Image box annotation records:
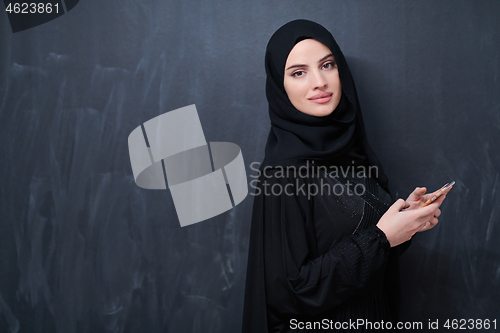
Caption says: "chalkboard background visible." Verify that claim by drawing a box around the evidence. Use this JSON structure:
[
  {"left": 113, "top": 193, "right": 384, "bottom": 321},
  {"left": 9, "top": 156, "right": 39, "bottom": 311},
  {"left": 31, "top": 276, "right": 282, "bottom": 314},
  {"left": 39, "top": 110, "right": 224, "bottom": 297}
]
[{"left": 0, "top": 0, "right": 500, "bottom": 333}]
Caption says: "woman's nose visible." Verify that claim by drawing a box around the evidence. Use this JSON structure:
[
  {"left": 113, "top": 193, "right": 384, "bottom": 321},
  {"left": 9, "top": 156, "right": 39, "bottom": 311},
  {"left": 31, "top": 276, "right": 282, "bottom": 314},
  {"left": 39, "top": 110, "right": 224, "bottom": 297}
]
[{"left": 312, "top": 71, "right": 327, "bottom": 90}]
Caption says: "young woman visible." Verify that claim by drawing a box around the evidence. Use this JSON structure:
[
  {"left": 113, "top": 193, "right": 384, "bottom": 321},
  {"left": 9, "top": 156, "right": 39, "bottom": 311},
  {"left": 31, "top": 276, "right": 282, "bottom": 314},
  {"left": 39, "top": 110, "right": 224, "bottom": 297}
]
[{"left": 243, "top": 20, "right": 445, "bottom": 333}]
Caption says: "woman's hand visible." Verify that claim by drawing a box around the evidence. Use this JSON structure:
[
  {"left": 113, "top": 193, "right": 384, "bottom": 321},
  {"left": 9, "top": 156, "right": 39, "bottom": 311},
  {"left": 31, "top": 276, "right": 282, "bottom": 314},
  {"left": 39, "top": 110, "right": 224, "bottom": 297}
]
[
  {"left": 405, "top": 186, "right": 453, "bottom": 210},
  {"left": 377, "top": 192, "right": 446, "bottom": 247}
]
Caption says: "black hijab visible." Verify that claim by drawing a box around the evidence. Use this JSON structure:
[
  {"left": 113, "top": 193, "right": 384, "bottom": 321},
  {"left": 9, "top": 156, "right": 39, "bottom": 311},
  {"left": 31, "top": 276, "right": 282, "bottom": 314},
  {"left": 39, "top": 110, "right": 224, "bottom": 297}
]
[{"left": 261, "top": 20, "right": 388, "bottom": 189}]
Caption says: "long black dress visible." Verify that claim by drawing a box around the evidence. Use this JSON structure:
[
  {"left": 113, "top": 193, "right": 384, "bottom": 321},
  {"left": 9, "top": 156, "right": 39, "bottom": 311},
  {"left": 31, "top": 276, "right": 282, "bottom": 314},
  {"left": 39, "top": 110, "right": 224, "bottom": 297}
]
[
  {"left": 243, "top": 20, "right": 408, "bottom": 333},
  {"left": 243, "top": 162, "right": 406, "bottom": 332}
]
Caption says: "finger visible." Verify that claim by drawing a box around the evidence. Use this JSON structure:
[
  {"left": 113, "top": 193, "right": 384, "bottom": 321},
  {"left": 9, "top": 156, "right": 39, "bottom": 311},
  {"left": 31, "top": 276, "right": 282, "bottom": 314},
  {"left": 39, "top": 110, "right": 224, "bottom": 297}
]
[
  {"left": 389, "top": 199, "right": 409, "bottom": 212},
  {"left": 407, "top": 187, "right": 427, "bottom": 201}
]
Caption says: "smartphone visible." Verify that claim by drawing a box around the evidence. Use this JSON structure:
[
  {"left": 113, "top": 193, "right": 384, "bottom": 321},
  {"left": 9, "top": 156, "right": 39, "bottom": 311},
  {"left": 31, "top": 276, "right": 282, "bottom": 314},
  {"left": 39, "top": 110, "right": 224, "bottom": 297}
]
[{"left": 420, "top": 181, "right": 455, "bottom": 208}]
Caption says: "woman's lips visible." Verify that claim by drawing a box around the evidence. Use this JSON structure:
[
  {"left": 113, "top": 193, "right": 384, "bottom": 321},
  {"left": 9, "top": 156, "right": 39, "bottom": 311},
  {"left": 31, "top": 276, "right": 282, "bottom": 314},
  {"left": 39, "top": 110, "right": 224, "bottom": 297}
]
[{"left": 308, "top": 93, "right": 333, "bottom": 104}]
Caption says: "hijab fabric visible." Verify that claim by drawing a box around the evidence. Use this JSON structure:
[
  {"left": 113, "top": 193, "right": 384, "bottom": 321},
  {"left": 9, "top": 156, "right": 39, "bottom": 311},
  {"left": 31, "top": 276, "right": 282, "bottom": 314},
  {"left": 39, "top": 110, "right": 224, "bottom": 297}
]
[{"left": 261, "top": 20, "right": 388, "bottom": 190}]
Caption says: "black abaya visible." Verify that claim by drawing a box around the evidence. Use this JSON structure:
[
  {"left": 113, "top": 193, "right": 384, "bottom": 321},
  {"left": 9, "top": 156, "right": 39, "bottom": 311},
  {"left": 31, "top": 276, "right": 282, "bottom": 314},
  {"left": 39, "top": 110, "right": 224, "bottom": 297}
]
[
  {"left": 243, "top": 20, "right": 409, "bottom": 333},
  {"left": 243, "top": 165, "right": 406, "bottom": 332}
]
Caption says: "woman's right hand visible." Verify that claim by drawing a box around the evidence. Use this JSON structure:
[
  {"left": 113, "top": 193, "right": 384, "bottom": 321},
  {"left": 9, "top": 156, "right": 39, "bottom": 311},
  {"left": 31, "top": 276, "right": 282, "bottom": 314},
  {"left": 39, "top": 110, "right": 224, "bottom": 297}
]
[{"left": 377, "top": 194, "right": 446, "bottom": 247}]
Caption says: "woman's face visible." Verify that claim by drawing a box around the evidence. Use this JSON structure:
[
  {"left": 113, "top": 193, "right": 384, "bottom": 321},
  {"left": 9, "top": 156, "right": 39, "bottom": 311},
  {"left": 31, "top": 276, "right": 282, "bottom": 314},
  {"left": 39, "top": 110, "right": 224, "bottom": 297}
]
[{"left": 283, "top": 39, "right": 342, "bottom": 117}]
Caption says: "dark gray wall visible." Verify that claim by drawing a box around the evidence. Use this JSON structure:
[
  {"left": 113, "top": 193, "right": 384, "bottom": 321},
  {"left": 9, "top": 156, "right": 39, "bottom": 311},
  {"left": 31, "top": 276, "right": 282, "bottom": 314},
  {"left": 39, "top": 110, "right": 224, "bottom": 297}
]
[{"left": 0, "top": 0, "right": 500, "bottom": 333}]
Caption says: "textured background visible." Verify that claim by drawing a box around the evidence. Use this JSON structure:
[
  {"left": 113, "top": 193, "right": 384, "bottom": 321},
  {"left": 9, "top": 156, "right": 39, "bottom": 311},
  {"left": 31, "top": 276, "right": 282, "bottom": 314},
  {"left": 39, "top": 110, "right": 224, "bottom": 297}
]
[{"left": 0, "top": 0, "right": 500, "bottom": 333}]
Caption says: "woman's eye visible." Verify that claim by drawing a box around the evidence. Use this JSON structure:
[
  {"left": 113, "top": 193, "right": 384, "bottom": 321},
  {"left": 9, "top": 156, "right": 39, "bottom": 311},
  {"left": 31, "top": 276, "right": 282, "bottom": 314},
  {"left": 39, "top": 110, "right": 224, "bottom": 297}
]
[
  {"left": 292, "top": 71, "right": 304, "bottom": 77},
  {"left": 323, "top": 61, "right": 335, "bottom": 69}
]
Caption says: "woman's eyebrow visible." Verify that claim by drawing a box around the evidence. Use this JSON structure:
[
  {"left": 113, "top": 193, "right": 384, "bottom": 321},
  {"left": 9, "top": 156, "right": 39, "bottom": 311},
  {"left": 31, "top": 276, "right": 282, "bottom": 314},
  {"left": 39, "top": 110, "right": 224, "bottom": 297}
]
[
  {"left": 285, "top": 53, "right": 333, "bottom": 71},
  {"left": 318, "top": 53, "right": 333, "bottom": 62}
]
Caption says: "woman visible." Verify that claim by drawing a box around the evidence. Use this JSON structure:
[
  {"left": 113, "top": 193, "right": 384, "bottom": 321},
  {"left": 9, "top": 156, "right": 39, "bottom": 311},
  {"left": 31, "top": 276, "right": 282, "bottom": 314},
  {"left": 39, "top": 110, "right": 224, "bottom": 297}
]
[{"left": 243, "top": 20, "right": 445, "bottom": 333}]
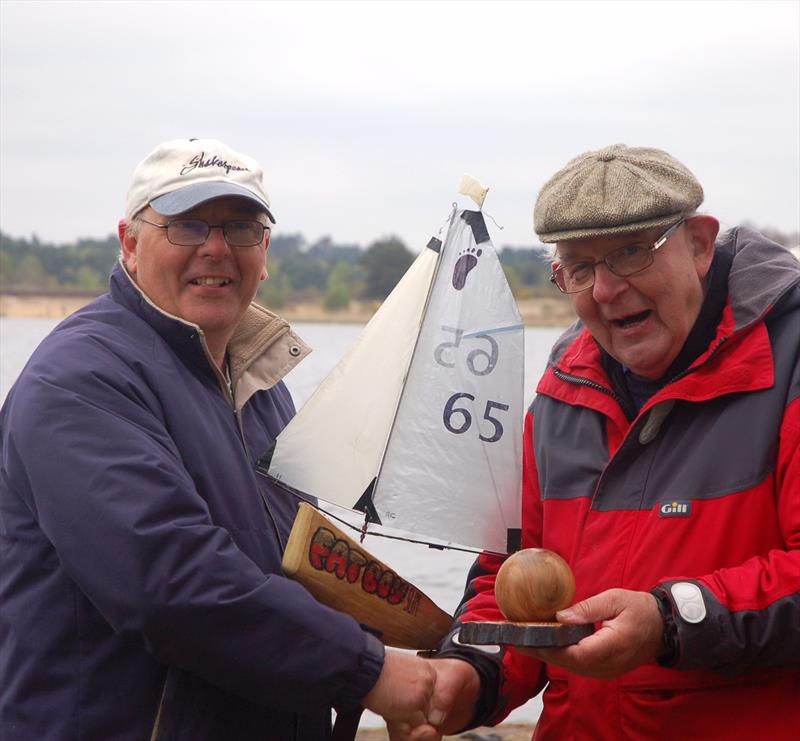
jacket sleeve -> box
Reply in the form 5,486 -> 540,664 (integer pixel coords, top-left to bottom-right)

What you will do =
Give again only the lines of the material above that run from the one with "jacket sleeve -> box" through the end, both included, exactly as they appear.

Answer =
jacket sleeve -> box
Reply in the form 5,486 -> 540,664 (integer pixel coords, top-left to bottom-right)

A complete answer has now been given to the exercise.